ROANOKE TIMES

                         Roanoke Times
                 Copyright (c) 1995, Landmark Communications, Inc.

DATE: SUNDAY, March 7, 1993                   TAG: 9303070112
SECTION: VIRGINIA                    PAGE: D-1   EDITION: METRO 
SOURCE: MAG POFF STAFF WRITER
DATELINE:                                 LENGTH: Medium


EASY STREET: WHERE LIVING IS LEARNING

A car in a garage, steps to a front porch, a restaurant, supermarket, post office and bank all line Easy Street.

This particular community, however, is being created on the fourth floor of Lewis-Gale Hospital.

The auto, a Chevy Nova without an engine, was hoisted there by crane Saturday.

Patients will use it to practice getting in and out of a car, perhaps from a wheelchair. Or they can fill its gas tank from a pump that contains no fuel.

When they progress further, patients can try using some of the handyman equipment inside the garage workshop.

Easy Street will fill about 4,000 square feet of the hospital's fourth floor, where the rehabilitation department helps up to 35 patients at a time learn to overcome strokes, amputations and spinal-cord injuries.

Susan Lowe, director of the rehabilitation center, said Easy Street, which has been in the planning stages for about a year, will simulate actual situations in the community.

The supermarket, for instance, will have a freezer chest, racks of fruit, scales for weighing produce and cash registers. Some of its shelving, like the real thing, will be high, low and hard to reach.

These are the practical chores that patients must learn to do all over again.

Easy Street itself will meander through the other simulations.

That hiking trail will offer different surfaces such as cracked pavement and flagstone to challenge an amputee with a prosthesis or a spinal-injury victim in a wheelchair.

To enter a business, the patients must negotiate a curb.

Lowe said the front porch will come complete with daunting steps, a swing and a door. A stroke patients using a cane must learn to balance while he or she turns the knob and reaches to open the door.

• **Prompt A**:
Write out the part of the Easy Street article between "When they progress" and "hard to reach.", inclusive.
• **Prompt B**:
According to the Easy Street article, about how much of the hospital's fourth floor will Easy Street occupy?
• **Prompt C**:
Extend the Easy Street article onward from its final sentence.
The lines after the Easy Street article are taken from an unrelated source.

Region pointing data:
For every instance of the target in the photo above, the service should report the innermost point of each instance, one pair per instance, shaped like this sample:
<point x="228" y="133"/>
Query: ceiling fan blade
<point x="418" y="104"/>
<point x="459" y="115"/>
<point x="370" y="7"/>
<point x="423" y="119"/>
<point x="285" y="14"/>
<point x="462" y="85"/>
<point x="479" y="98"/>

• **Your response A**:
When they progress further, patients can try using some of the handyman equipment inside the garage workshop.

Easy Street will fill about 4,000 square feet of the hospital's fourth floor, where the rehabilitation department helps up to 35 patients at a time learn to overcome strokes, amputations and spinal-cord injuries.

Susan Lowe, director of the rehabilitation center, said Easy Street, which has been in the planning stages for about a year, will simulate actual situations in the community.

The supermarket, for instance, will have a freezer chest, racks of fruit, scales for weighing produce and cash registers. Some of its shelving, like the real thing, will be high, low and hard to reach.

• **Your response B**:
About 4,000 square feet.

• **Your response C**:
The restaurant won't have a grill, but patients can sit down and order refreshments from the unit's kitchen.

Like the supermarket, the restaurant will provide an opportunity to consider proper nutritional choices.

The bank will have a teller's counter and perhaps an automated teller machine. While they are in that facility, patients will learn something about money management.

Susan Wirt, a spokeswoman for Lewis-Gale, said the idea for Easy Street came from a company in Phoenix.

It is a supplement to traditional rehabilitation equipment such as stairs and treadmills.

Easy Street, Wirt explained, proves to patients that they can still negotiate real-life situations such as buying groceries and making bank deposits.

The simulated community will be surrounded by three-dimensional photographs to lend an air of reality. Some of them will picture local scenes such as the Mill Mountain star and the skyline of downtown Roanoke.

Wirt said small groups of patients now sometimes go out into the valley to practice running errands.

But she said that some people, such as those waiting in teller lines at a bank, often show their impatience with the learning exercise. And this destroys patient confidence.

With Easy Street, Wirt said, the patients can work at their own pace getting in or out of a car or filling out a bank form before taking on the reality.

They also can walk up the porch steps and open that difficult door more frequently.

Proving that they can perform these routine chores builds self-confidence and self-esteem, Wirt said. That enables people to get back home and into the community faster.